TASK DESCRIPTION: Rewrite every one of the records below with "Place a pin on each instance" changed to "Mark every instance" and everything else unchanged. Leave the pictures out of your version.

____ SUPPLIED MATERIAL

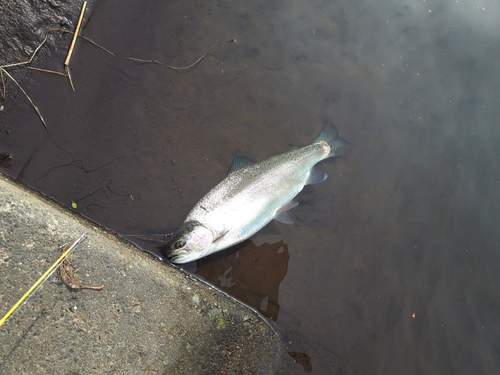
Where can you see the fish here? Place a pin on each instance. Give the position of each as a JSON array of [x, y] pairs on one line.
[[252, 195]]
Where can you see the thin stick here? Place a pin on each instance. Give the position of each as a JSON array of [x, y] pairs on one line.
[[180, 68], [75, 35], [3, 85], [42, 279], [47, 71], [27, 96]]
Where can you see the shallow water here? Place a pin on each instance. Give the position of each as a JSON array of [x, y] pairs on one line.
[[392, 262]]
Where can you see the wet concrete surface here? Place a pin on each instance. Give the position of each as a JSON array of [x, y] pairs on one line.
[[149, 318]]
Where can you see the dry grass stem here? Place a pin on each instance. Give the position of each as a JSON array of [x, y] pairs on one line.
[[27, 96], [180, 68], [75, 35]]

________

ANSWER FOR THE TASK:
Where can you see the fish here? Mark every instance. Give the position of each as a JSON array of [x, y] pairs on one line.
[[252, 195]]
Where can you see the thin stick here? Mark every instance. Give the position of each as a JSON array of [x, y] pairs on one line.
[[180, 68], [75, 35], [3, 85], [42, 279], [47, 71], [27, 96]]
Where can you see the shallow water here? Mark every instance. Give the position of each as a JSON array of [x, y] pairs on one line.
[[392, 262]]
Where can you see the wet concrete surface here? Mark every instance. Give the position of each as a JSON array of [x, y] pairs on one line.
[[149, 318]]
Where can you see the dry grass stem here? Mark every instance. Give the position of each as a JSON array of [x, y] pairs on one line.
[[27, 96], [180, 68], [75, 35]]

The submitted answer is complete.